Write the stretch of the data from the line containing "the face, one" through its final line as a JSON list of strings, one string per line and no blank lines.

>>>>

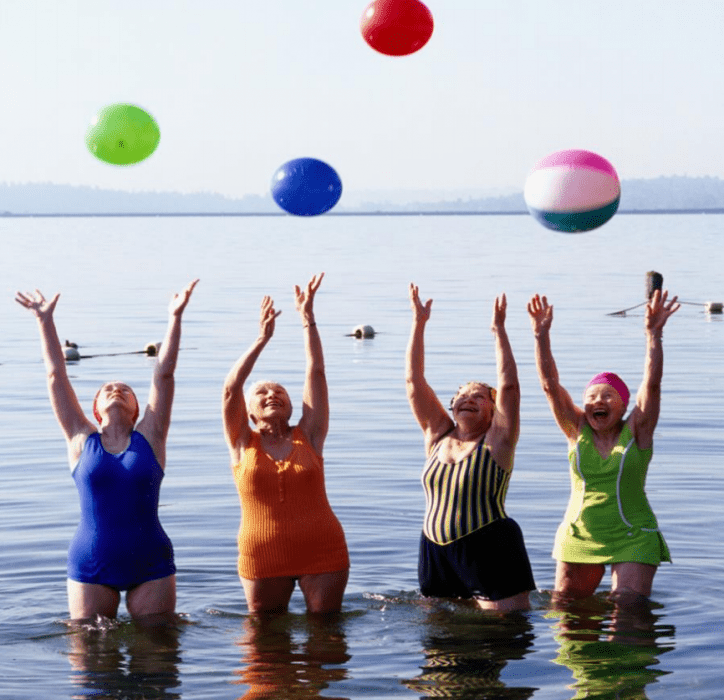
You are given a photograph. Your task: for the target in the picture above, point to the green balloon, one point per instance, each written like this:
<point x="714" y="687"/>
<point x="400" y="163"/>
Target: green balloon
<point x="122" y="134"/>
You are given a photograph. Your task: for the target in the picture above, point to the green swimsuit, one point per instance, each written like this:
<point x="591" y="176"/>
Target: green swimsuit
<point x="609" y="519"/>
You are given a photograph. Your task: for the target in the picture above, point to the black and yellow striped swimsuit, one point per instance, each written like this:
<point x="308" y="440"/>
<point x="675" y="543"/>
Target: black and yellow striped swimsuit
<point x="462" y="497"/>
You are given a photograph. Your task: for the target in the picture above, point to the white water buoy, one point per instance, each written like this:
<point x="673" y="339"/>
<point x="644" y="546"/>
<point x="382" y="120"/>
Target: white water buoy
<point x="364" y="332"/>
<point x="71" y="352"/>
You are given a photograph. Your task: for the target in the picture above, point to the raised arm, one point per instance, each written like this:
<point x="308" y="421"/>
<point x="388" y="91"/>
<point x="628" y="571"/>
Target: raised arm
<point x="645" y="415"/>
<point x="66" y="406"/>
<point x="233" y="404"/>
<point x="315" y="411"/>
<point x="426" y="407"/>
<point x="568" y="416"/>
<point x="156" y="419"/>
<point x="506" y="421"/>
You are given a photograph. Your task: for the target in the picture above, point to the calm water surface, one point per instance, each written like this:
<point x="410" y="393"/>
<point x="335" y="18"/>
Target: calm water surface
<point x="116" y="277"/>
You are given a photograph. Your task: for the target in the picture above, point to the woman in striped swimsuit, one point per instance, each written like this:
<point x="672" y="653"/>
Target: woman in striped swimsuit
<point x="469" y="547"/>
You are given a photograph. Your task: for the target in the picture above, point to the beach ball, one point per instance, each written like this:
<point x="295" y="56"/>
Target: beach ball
<point x="396" y="27"/>
<point x="306" y="187"/>
<point x="122" y="134"/>
<point x="572" y="191"/>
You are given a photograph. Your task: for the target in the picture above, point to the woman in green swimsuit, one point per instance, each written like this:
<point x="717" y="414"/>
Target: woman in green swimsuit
<point x="609" y="519"/>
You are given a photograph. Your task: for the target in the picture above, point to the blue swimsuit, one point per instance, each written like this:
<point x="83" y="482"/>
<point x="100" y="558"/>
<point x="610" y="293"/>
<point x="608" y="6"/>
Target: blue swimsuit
<point x="119" y="541"/>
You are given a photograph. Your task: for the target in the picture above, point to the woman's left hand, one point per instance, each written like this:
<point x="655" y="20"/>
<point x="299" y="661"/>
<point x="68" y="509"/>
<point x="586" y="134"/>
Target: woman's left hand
<point x="179" y="301"/>
<point x="499" y="309"/>
<point x="304" y="300"/>
<point x="658" y="310"/>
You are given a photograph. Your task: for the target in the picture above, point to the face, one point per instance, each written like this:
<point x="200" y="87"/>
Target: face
<point x="267" y="400"/>
<point x="115" y="394"/>
<point x="473" y="401"/>
<point x="603" y="405"/>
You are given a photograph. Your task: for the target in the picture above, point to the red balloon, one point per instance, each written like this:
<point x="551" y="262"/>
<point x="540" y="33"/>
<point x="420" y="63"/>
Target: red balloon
<point x="396" y="27"/>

<<<<

ANSWER TO THE EXERCISE
[
  "You are given a photograph. Your task: for the target in the picture above, point to the face, one point per instance, each written like this:",
  "<point x=\"200\" y=\"87\"/>",
  "Target: face",
  "<point x=\"267\" y=\"400\"/>",
  "<point x=\"115\" y=\"394\"/>",
  "<point x=\"473\" y=\"401\"/>",
  "<point x=\"603\" y=\"405\"/>",
  "You are given a photograph. Your task: for the target in the picture above, point to the red balloon, one point per instance, each written like this:",
  "<point x=\"551\" y=\"262\"/>",
  "<point x=\"540\" y=\"33\"/>",
  "<point x=\"420\" y=\"63\"/>",
  "Target: red balloon",
  "<point x=\"396\" y=\"27\"/>"
]